TESTO DEL DOCUMENTO:
# # # #

Sebbene il catinone venga definito scientificamente come uno stimolante
e non come una droga, è stato incluso dal 1988 nell'elenco delle
sostanze stupefacenti emesso dalle Nazioni Unite, rendendo il qat
illegale in gran parte dell'Europa, del medio oriente e negli Usa, ma la
sua diffusione è rimasta comunque generalmente ristretta all'area di
origine a causa dell'estrema labilità del principio attivo, che decade
ad appena due giorni dalla raccolta della pianta e ne rende difficile la
conservazione. La masticazione di queste foglie è un fenomeno molto
comune nel Corno d'Africa, ma in Etiopia rappresenta anche un business
enorme, in continua crescita da quando il prezzo del primo prodotto
esportato dal paese, il caffè, è crollato in quattro anni del 70% sui
mercati globali. Come nello schema ormai classico nei paesi in via di
sviluppo, la caduta dei prezzi dei prodotti tropicali lascia ai
contadini locali una sola alternativa, la coltura più redditizia delle
piante narcotiche. Da allora infatti, le campagne della regione dell'Hararge,
un tempo coltivate a caffè, frutta e cereali, sono state velocemente
convertite in un'immensa piantagione di qat.
Muhajiddin, fino a due anni fa un coltivatore di caffè, ha un terreno di
cinquemila metri quadrati a pochi chilometri da Harar ed ogni giorno
ingrossa le fila di quella folla enorme che dalle campagne si reca ad
Awoday. Mi spiega come per lui il qat abbia avuto una funzione
salvifica: oltre ad essere una pianta che resiste più facilmente del
caffè alle malattie e alla siccità, permette di fare fino a tre raccolti
l'anno ed ottenere un guadagno triplo. Muhajiddin infatti, come chiunque
altro lavori nel settore, riesce ad avere un tenore di vita ben più
agiato rispetto al resto della popolazione.

# # # #

DATI REGISTRATI:
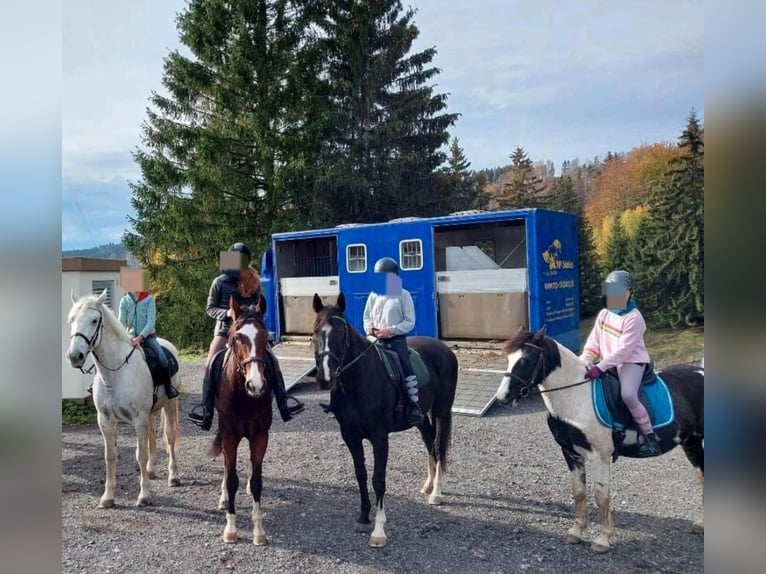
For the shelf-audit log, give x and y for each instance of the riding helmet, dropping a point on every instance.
(244, 249)
(617, 282)
(386, 265)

# # # #

COSA FARE:
Rispondi a queste domande sul testo sul qat:
1. Da quale anno il catinone compare nell'elenco delle sostanze stupefacenti delle Nazioni Unite?
2. Di quanto è crollato il prezzo del caffè sui mercati globali, e in quanto tempo?
3. Quanti raccolti l'anno permette di fare il qat, secondo Muhajiddin?

RISPOSTA CORRETTA:
1. Dal 1988.
2. Del 70% in quattro anni.
3. Fino a tre raccolti l'anno.